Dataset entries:
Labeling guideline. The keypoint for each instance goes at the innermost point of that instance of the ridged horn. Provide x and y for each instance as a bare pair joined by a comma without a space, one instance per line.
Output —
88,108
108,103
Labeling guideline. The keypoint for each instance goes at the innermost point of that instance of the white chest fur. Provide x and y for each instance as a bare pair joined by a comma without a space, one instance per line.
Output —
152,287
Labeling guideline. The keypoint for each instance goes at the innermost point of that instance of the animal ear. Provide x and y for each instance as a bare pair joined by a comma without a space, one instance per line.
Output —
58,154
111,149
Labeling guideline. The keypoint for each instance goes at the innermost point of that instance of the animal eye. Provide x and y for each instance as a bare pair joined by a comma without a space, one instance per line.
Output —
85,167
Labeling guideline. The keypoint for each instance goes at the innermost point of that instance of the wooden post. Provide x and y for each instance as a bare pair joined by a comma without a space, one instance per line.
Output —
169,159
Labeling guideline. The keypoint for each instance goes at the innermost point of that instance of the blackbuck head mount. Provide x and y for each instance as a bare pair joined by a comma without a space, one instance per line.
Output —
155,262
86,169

**INSTRUCTIONS FOR THE TASK**
Return, exactly, the lines from the first line of the records above to the line containing "of the wooden", both included.

**ANSWER FOR THIS EXERCISE**
Labeling guideline. The keypoint for each instance goes at the innermost point of that instance of the ridged horn. Provide x and y for each instance as a bare pair joined by a comma without a space, one instance per line.
Output —
88,108
108,103
Labeling guideline. The keypoint for each instance goes at the innermost point of that instance of the white chest fur. Provide x and y for each instance as a bare pair joined by a comma without a space, one instance per line.
Output —
152,287
Labeling guideline. The keypoint for each instance goes at the innermost point of that instance of the animal ear. Provide x and y for each instance as a bare pair joined by a comma without a space, one instance per line.
Output —
58,154
111,149
Labeling guideline. The keypoint for each instance goes at the innermost point of that instance of the animal eye. Provide x and y for each instance as a bare pair joined by a comma without a space, one instance per line.
Output —
85,167
Labeling guideline. The keypoint for each instance goes at the innermost point of that instance of the wooden post. Provide x and y for each instance as a bare pair joined by a comma without a space, one instance per line.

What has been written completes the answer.